Return the portion of the passage on random forest models of mobilization between "Results of Random" and "Users = 48).", inclusive, copied word for word.

◆ **TEXT BLOCK**
+ + + + +
Finally, due to sparsity of information in some posts and variance in length, we summarized users’ posts by averaging the feature values of randomly selected subsets of 10 posts. This provided the model with more task-relevant information and helped ensure the model was learning relevant statistical constructs, leading to improved informed decisions, while keeping the number of observations as high as possible. This left us with n = 11,979 observations (with 8,705 from nonmobilized users and 3,274 from mobilized users) for our machine learning models.
Analytic Strategy
For our modeling, our classification target was mobilization status—a binary variable representing whether an individual had mobilized or not. Due to their typically high performance on tabular data sets out-of-the-box, we opted for random forests 4 as our choice of algorithm for this task (Breiman, 2001; Wright & Ziegler, 2017). We deployed the “ranger” random forest implementation in R (Wright & Ziegler, 2017) via the mlr3 (Lang et al., 2019) framework. In total, we ran nine specifications. The first four used the topic distribution probabilities for each post as features in our machine learning task for the three-, four-, six- and 15-topic models separately (see Table 4; Supplementary Table 7). The next four included the same topic distributions as features, in addition to paralinguistic features (i.e., number of web links, exclamation points, and a count of punctuation) and word count (Nguyen et al., 2022; Waseleski, 2006). The final specification only included paralinguistic features and word count (see Supplementary Table 8). This latter specification enabled us to investigate the performance drop when only including topic distributions in the models and confirm the topic distribution features were contributing to the accuracy of the model.
Results of Random Forest Models Predicting Mobilization to Extremist Action (Mobilized Sample n Posts = 3,274, N Users = 26; Sample Who Had Not Mobilized n Posts = 11,979, N Users = 48).
Note. Bold text denotes best performance; underlined text denotes second best performance.
+ + + + +
◆ **DATA EXTRACT**
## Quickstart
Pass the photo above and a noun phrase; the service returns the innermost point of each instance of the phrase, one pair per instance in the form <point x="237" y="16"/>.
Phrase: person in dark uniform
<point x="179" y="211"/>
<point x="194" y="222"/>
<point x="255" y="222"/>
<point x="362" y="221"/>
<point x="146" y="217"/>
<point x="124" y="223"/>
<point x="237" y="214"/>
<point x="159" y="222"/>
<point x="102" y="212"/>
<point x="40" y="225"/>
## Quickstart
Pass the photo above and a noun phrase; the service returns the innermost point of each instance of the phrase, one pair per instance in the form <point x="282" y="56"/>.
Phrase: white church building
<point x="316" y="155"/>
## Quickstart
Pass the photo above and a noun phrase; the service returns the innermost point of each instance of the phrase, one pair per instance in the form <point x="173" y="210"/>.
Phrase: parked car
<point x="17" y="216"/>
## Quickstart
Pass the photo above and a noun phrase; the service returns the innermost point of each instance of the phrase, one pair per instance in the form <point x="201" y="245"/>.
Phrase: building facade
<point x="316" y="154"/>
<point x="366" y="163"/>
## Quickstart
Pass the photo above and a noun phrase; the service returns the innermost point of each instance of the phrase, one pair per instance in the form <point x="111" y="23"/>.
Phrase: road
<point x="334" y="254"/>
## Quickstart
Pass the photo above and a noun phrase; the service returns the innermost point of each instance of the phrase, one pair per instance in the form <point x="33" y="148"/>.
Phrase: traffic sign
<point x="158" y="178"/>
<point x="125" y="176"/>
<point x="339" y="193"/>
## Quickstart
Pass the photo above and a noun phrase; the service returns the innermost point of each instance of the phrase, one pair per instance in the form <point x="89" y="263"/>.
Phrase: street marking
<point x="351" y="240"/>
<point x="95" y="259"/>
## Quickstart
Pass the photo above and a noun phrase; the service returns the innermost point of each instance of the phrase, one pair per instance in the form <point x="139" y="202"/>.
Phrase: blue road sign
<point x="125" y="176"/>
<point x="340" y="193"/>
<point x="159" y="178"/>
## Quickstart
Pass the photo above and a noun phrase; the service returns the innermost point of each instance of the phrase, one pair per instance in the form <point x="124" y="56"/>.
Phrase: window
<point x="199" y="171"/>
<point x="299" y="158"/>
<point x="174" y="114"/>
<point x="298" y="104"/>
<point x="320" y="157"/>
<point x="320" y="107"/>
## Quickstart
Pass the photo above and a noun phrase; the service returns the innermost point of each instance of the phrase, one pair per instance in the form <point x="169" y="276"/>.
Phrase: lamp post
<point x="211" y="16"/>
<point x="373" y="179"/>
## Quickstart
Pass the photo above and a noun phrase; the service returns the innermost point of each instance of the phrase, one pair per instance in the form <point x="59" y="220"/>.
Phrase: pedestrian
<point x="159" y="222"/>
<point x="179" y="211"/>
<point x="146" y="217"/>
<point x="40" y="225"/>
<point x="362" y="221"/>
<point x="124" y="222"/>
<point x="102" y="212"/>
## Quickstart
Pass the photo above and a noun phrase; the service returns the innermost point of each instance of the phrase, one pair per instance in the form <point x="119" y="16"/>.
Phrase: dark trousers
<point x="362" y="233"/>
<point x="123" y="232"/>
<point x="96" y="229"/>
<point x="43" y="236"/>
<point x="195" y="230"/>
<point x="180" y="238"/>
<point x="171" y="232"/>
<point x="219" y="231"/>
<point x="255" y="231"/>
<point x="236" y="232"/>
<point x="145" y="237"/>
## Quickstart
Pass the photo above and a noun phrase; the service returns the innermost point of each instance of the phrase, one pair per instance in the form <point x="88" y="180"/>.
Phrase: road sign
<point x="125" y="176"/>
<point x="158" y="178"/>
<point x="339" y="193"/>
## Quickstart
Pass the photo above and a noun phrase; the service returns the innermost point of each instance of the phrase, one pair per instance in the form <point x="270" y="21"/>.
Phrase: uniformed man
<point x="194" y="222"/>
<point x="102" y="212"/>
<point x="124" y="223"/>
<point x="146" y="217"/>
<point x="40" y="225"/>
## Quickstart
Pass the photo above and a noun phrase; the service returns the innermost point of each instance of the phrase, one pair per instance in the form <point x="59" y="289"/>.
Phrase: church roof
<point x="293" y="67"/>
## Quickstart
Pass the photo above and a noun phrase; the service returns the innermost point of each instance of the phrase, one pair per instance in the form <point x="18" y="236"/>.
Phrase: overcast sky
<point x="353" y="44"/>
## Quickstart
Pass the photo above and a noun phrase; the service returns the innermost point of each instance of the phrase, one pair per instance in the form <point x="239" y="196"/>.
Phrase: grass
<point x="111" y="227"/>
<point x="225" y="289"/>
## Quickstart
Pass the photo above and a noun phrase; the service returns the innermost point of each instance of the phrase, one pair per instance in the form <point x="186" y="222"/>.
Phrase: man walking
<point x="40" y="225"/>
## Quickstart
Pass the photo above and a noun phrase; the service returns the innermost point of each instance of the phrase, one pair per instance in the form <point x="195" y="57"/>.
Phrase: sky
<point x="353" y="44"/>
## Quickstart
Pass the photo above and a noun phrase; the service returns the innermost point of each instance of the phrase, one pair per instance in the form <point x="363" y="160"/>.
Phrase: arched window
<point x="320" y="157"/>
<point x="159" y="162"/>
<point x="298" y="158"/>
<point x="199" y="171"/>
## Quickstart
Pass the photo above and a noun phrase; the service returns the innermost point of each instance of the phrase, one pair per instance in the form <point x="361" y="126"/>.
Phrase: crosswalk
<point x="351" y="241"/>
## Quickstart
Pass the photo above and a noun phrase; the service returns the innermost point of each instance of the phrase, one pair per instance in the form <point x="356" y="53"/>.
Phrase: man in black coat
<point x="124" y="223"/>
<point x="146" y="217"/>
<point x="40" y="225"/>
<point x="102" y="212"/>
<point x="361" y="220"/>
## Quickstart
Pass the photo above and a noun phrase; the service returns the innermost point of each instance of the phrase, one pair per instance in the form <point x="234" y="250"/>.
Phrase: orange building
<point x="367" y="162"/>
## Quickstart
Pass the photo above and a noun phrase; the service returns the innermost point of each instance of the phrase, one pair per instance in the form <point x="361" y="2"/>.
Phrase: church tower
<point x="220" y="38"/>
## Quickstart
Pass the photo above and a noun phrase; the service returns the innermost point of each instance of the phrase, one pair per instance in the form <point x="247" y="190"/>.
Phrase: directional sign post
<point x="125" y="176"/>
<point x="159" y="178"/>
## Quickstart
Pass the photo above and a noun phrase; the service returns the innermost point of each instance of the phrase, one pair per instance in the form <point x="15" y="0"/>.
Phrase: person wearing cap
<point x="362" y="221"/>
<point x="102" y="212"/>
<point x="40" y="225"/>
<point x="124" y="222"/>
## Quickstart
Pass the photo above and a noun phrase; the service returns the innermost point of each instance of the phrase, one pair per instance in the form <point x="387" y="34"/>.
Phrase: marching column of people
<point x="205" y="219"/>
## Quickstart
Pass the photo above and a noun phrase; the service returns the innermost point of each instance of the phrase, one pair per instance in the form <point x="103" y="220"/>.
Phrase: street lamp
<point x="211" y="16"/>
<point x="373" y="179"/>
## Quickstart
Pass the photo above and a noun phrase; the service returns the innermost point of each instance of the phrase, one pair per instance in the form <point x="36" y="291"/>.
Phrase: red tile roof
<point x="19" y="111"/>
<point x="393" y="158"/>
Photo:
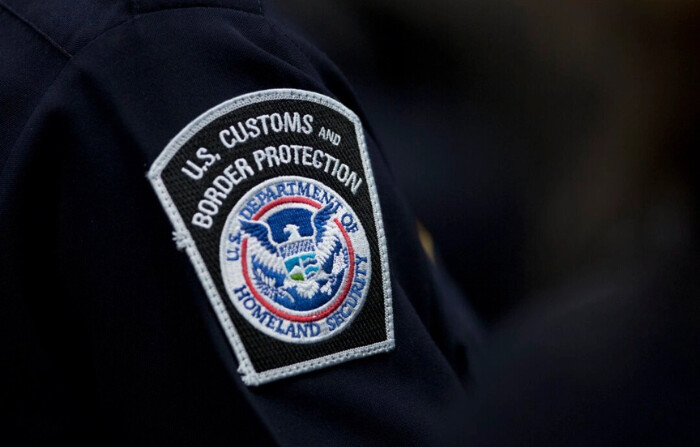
+ + + + +
◆ **ANSWER TO THE PROBLEM**
Results of Random Forest Models Predicting Mobilization to Extremist Action (Mobilized Sample n Posts = 3,274, N Users = 26; Sample Who Had Not Mobilized n Posts = 11,979, N Users = 48).